キギの渡邉良重さんとつくるブランド
CACUMAから、おしゃれでここちのよい
掛けふとんカバーと枕カバーが出ます。

製造してくださったのは、
おふとんといえばの、東京西川さん。

聞けば、会社のなかに
日本睡眠科学研究所なるものがあって、
睡眠の研究に取り組んでいるのだとか。

‥‥それは、おもしろそう。

というわけで、CACUMAをきっかけに、
なかよくなれたので、
おふとんの会社が考える「睡眠」のこと、
いろいろと、うかがってきました。

担当は「ほぼ日」奥野です。

創立は室町時代、1566年。

──
驚きました。室町時代の創立と言ったら、
ことしで創立‥‥。
鈴木
452年、ですか。
──
すごい。それを聞いて、
とつぜん、みなさんが由緒正しいお顔に
見えてきました(笑)。
鈴木
ありがとうございます(笑)。
──
もともと、おふとん屋さんですか?
速水
いえ、はじまりは「蚊帳」ですね。
──
蚊帳というと夏に蚊よけに吊る、あの。
速水
そうですね、日よけや蚊よけとして。

最初からふとんではなかったんです。
鈴木
そもそも弊社は、
滋賀県の近江が発祥の地でございまして、
行商として、いろいろな土地に、
品物をお届けする役割をしておりました。

──
そうなんですか。
鈴木
で、品物の中のひとつのアイテムとして、
蚊帳を扱っていたのです。
ただ、その蚊帳も、
当時は、まあ、単なる地味な色の、
おもしろみのないものばかりだったので、
二代目の甚五郎が、
蚊帳に「デザイン」を取り入れ、
萌黄色の蚊帳を創案したと言われてます。
──
萌黄色というと、若々しい緑色の?
鈴木
ええ、これは、言い伝えなのですが、
行商中の甚五郎が、
いわゆる「箱根越え」をしていた折、
疲れた身体を休ませようと
木陰に身を横たえたところ、
一面、「つたかずら」の野原にいる夢を
見たらしいんです。
──
ええ。つたかずら‥‥。
鈴木
そのとき、つたかずらの若葉が目に映えて、
そのことが本当に心地よく、
そうだ、こんな色の蚊帳をつくれば、
人々の気持ちを和ませ、
爽やかにすることができるのではないかと。
──
蚊帳のイノベーションというわけですね。
鈴木
紅い色の縁取りを施した萌黄の蚊帳が、
当時としては
たいへん革新的な色合いだったそうでして、
これが、爆発的に売れまして‥‥。

----------

**記述課題 A**
東京西川へのインタビューにある一文「最初からふとんではなかったんです。」を英語に訳せ。
**記述課題 B**
抜粋テキストについて、「製造してくださったのは、」から下って「いろいろと、うかがってきました。」に至るまでの全文を、改変せずに出力せよ。

[ポインティング用データセットの記録]
----------

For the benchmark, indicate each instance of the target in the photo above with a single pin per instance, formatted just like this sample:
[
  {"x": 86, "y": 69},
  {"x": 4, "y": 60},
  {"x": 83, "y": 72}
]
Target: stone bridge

----------

**記述解答 A**
It wasn't futons from the very beginning.

**記述解答 B**
製造してくださったのは、
おふとんといえばの、東京西川さん。

聞けば、会社のなかに
日本睡眠科学研究所なるものがあって、
睡眠の研究に取り組んでいるのだとか。

‥‥それは、おもしろそう。

というわけで、CACUMAをきっかけに、
なかよくなれたので、
おふとんの会社が考える「睡眠」のこと、
いろいろと、うかがってきました。